DATA LISTING ▸
========================================================================
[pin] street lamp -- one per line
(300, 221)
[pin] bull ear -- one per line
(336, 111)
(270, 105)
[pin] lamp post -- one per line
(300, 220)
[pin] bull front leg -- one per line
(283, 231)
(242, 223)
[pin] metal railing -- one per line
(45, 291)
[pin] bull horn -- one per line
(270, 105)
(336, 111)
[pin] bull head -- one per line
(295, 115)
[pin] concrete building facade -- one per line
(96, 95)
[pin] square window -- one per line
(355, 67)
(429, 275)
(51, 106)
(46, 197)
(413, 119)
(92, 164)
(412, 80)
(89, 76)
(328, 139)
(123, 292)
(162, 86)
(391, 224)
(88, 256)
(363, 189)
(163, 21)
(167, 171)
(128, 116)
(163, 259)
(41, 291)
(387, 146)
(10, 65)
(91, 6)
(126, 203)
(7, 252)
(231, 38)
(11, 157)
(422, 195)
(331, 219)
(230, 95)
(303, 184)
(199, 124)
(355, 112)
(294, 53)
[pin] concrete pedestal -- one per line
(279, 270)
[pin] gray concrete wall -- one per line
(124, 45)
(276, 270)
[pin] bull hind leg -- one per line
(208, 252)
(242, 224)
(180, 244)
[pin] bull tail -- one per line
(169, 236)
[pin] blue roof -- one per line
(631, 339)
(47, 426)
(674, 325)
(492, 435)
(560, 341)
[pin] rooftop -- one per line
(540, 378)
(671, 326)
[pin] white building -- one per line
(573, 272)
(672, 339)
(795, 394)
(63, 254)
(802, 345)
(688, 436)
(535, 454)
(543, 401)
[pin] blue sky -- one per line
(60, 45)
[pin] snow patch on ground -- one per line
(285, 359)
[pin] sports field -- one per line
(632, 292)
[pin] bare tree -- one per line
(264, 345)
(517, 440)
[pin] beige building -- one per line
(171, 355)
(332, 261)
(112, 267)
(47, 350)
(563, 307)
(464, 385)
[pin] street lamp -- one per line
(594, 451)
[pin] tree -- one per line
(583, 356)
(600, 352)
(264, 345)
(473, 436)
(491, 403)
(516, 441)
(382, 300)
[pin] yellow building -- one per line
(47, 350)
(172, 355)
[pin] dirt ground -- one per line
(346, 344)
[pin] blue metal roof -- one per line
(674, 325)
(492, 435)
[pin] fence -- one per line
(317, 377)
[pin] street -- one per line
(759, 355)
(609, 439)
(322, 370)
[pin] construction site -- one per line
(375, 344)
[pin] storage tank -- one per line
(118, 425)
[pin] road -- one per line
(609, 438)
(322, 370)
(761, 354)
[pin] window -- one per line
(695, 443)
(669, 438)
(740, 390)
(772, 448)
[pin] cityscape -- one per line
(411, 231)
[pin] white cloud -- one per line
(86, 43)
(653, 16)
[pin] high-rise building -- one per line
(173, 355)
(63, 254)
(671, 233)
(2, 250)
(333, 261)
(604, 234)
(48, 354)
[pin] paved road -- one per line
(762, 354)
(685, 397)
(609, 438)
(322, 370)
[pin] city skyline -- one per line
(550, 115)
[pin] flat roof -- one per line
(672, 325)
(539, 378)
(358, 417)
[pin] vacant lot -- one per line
========================================================================
WHAT YOU ARE ASKED TO DO ▸
Copy all of the entries above verbatim, keeping each line as it appears.

OUTPUT FOR THIS TASK ▸
[pin] street lamp -- one per line
(300, 221)
[pin] bull ear -- one per line
(336, 111)
(270, 105)
[pin] lamp post -- one per line
(300, 220)
[pin] bull front leg -- one per line
(283, 231)
(242, 223)
[pin] metal railing -- one per line
(45, 291)
[pin] bull horn -- one per line
(270, 105)
(336, 111)
[pin] bull head -- one per line
(295, 115)
[pin] concrete building facade -- one per line
(96, 95)
[pin] square window -- one per line
(355, 67)
(429, 275)
(51, 106)
(46, 197)
(413, 119)
(92, 164)
(412, 80)
(89, 76)
(328, 139)
(123, 292)
(162, 86)
(391, 224)
(88, 256)
(363, 189)
(163, 21)
(167, 171)
(128, 116)
(163, 259)
(41, 291)
(387, 146)
(10, 65)
(91, 6)
(126, 203)
(7, 252)
(231, 38)
(11, 157)
(422, 195)
(331, 219)
(230, 95)
(303, 184)
(199, 124)
(355, 112)
(294, 53)
[pin] concrete pedestal -- one per line
(279, 270)
[pin] gray concrete wall -- one per line
(124, 45)
(276, 270)
[pin] bull hind leg -- one per line
(208, 252)
(242, 224)
(180, 244)
[pin] bull tail -- one per line
(169, 236)
[pin] blue roof -- one per line
(631, 339)
(47, 426)
(674, 325)
(492, 435)
(560, 341)
[pin] rooftop -- one per line
(540, 378)
(671, 326)
[pin] white building -- one per line
(573, 272)
(672, 339)
(795, 394)
(63, 254)
(802, 345)
(688, 436)
(535, 454)
(543, 401)
[pin] blue sky -- one per line
(60, 45)
[pin] snow patch on ground -- one per line
(285, 359)
[pin] sports field -- one per line
(632, 292)
[pin] bare tree -- one per line
(264, 345)
(517, 440)
[pin] beige building -- one per line
(171, 355)
(332, 261)
(112, 267)
(47, 350)
(563, 307)
(464, 385)
[pin] street lamp -- one per line
(594, 451)
[pin] tree -- one per line
(583, 356)
(600, 352)
(264, 345)
(473, 436)
(491, 403)
(516, 441)
(382, 300)
[pin] yellow building -- one per line
(47, 350)
(172, 355)
[pin] dirt ground -- one per line
(346, 344)
[pin] blue metal roof -- one per line
(674, 325)
(492, 435)
[pin] fence -- one per line
(317, 377)
[pin] street -- one per line
(759, 355)
(609, 439)
(322, 370)
[pin] construction site -- one per line
(375, 344)
[pin] storage tank -- one per line
(118, 425)
[pin] road -- one per line
(609, 438)
(322, 370)
(761, 354)
[pin] window -- one per line
(695, 443)
(669, 438)
(740, 390)
(772, 448)
[pin] cityscape -- one per line
(411, 231)
[pin] white cloud -- one per line
(86, 43)
(653, 16)
[pin] high-rise building -- one per line
(173, 355)
(63, 254)
(671, 233)
(2, 250)
(333, 261)
(604, 234)
(48, 354)
[pin] paved road -- one per line
(762, 354)
(685, 397)
(609, 438)
(322, 370)
[pin] city skyline -- one per line
(550, 115)
[pin] flat roof -- one per line
(672, 325)
(539, 378)
(358, 417)
[pin] vacant lot -- one per line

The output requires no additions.